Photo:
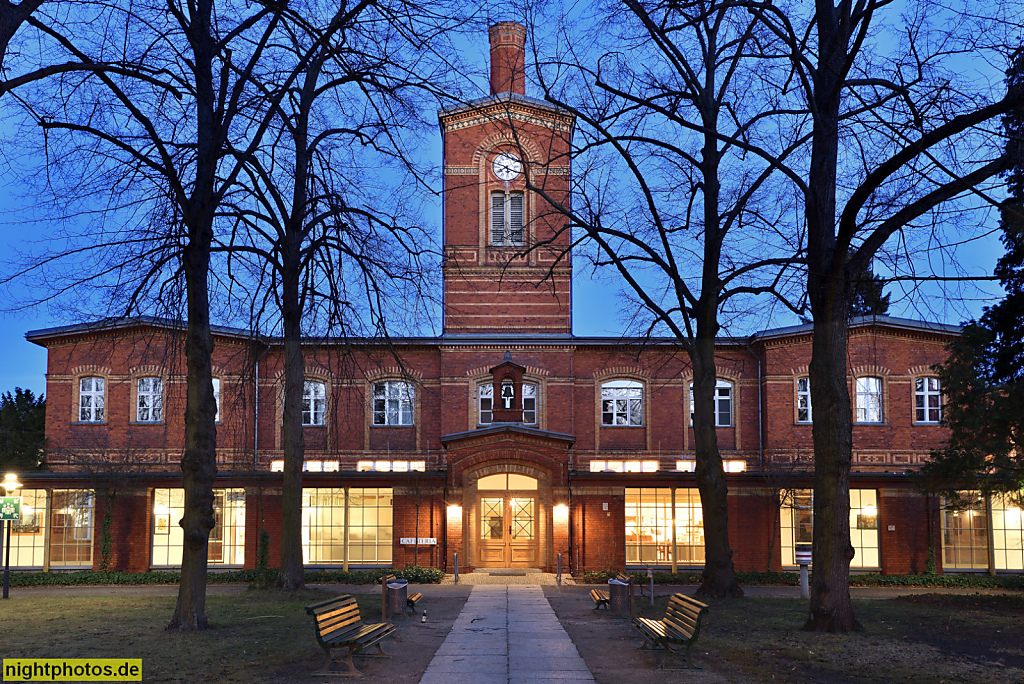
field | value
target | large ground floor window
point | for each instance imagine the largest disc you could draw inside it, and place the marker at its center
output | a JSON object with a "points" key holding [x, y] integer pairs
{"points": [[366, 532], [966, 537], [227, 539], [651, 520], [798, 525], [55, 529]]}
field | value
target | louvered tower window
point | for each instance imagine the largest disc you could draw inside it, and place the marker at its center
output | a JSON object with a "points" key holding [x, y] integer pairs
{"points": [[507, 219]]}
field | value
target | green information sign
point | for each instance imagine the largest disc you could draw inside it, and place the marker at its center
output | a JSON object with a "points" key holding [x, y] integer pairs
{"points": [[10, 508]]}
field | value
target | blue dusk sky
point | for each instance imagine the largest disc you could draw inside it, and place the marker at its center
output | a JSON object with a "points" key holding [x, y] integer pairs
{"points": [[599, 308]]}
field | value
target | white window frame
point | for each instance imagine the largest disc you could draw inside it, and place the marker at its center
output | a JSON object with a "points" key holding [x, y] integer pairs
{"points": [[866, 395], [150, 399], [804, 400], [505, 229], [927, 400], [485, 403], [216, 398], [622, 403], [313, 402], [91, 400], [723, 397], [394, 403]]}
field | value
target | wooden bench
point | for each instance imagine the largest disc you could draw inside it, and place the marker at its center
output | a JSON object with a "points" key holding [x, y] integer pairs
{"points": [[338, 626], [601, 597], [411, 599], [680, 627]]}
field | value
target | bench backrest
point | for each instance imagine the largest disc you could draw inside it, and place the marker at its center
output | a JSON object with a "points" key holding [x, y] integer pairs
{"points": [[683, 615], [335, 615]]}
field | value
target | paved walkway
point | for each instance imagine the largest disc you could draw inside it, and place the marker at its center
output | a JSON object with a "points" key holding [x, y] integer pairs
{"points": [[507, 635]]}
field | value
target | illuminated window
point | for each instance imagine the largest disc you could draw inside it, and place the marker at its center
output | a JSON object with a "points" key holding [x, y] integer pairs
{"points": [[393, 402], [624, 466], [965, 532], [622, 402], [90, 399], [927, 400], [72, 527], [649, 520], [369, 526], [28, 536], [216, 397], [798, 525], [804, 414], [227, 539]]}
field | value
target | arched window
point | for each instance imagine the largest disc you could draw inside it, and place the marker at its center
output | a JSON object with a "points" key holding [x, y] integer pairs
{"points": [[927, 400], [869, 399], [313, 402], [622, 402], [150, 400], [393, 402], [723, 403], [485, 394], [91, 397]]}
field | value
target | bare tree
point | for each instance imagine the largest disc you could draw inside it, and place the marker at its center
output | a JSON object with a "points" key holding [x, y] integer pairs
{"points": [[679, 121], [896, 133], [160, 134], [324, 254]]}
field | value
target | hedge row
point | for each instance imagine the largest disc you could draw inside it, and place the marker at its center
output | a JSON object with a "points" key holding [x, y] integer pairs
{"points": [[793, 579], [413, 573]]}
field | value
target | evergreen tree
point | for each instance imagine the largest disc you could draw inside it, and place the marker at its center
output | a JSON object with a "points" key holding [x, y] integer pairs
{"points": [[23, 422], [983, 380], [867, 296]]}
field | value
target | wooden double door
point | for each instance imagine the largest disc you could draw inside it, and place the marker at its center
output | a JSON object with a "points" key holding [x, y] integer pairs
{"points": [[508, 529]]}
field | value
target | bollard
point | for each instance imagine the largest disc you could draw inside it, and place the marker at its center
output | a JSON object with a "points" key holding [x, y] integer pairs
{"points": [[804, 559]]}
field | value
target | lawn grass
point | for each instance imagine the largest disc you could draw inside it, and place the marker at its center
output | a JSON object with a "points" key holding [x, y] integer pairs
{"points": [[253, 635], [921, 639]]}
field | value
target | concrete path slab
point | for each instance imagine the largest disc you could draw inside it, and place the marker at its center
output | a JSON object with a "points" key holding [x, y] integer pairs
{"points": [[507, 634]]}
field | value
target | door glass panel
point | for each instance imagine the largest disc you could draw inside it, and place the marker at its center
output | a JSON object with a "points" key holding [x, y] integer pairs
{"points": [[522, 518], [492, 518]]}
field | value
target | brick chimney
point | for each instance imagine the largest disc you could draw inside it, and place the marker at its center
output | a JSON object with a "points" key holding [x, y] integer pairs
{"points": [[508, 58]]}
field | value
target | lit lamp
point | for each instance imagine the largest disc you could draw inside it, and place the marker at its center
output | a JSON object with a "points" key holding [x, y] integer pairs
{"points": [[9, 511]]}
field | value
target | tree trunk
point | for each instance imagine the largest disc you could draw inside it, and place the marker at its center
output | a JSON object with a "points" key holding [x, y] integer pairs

================

Problem requirements: Pick out each line of the rows above that contains the word "wooden" and copy it.

Result:
target | wooden bench
target | wooden double door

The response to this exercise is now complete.